§ Data supplied:
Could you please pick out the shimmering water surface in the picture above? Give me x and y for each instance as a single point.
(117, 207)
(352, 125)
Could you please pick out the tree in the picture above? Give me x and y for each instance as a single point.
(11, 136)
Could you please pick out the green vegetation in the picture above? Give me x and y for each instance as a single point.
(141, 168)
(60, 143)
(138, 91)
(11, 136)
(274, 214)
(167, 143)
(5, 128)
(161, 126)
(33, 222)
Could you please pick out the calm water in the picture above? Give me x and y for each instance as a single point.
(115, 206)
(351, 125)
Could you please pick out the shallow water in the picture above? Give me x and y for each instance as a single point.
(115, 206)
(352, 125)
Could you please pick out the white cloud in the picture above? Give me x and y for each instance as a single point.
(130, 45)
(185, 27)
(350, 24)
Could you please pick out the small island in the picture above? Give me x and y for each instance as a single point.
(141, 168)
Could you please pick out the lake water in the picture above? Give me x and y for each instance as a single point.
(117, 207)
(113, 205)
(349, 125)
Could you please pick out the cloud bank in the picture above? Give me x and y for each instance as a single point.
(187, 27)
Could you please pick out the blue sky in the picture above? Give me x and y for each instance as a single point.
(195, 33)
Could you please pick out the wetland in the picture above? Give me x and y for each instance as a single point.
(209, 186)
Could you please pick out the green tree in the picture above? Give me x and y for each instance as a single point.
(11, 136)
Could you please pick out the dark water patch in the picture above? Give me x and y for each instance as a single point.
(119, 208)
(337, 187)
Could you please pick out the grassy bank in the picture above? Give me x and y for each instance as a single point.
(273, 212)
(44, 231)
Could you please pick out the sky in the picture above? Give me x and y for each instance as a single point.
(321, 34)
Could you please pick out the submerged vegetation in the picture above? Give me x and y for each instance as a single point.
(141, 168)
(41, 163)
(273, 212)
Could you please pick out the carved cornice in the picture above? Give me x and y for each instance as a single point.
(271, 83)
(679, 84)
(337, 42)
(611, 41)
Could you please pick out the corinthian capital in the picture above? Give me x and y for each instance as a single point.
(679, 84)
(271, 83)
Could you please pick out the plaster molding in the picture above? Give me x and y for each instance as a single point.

§ Exercise task:
Reproduce all of the records above, replacing "pick out" with "locate" each time it occurs and keeping every other word, number, and line unchanged.

§ Task answer:
Could you please locate the shimmering water surface in the picture above? Give me x and y for each instance as a single point.
(117, 207)
(352, 125)
Could you please locate the tree in the picture above? Give me x and y for each instance as a single point.
(11, 136)
Could you please locate the green vegetation in the picture above? Give me x and y for each instance as a single point.
(141, 168)
(60, 143)
(138, 91)
(11, 136)
(274, 214)
(167, 143)
(5, 128)
(161, 126)
(33, 222)
Could you please locate the calm water in the picture above? Give me x and y for each instance as a single point.
(115, 206)
(351, 125)
Could you please locate the shallow water in the picture above? Give me x and y for each instance as a single point.
(115, 206)
(352, 125)
Could you please locate the white cloud in the picture above? Give me x and y for each instance as a single point.
(130, 45)
(185, 27)
(350, 24)
Could you please locate the small island in the picture above? Give me x and y for each instance as a single point.
(141, 168)
Could you please locate the lake water in the picture above? Give me x and y for each instance as a single point.
(117, 207)
(113, 205)
(349, 125)
Could you please locate the cloud bank in the picture above? Give me x and y for each instance as a single point.
(187, 27)
Could you please locate the blue sky in the picture above? Give me x and y for each instance as a single point.
(195, 33)
Could you please locate the wetland in the picture above? Give me x and y for each instance as a single point.
(209, 186)
Could you please locate the green tree in the picture above? Give me x and y for each instance as a single point.
(11, 136)
Could you please locate the dark water patch in the picture above? Give me x and y for each instance as a single point.
(119, 208)
(337, 187)
Could you please locate the grassy bank in the picture above? Give me x and y for each instance as a single point.
(273, 212)
(44, 231)
Could you please locate the sky in the picture above? Give me x and y for each instance as a single point.
(321, 34)
Could you please locate the submerged vegetation in the picture above? Give me x and y for each instance as a single point.
(141, 168)
(41, 163)
(273, 212)
Could you please locate the carved cornice in the picture above? Give me x and y for each instance as a single point.
(271, 83)
(679, 84)
(337, 42)
(611, 41)
Could you please locate the corinthian capital in the picture above? Give me x and y for each instance as a single point.
(679, 84)
(271, 83)
Could you please locate the plaster molding in the picture above? Give me x and y for each instance as a single point.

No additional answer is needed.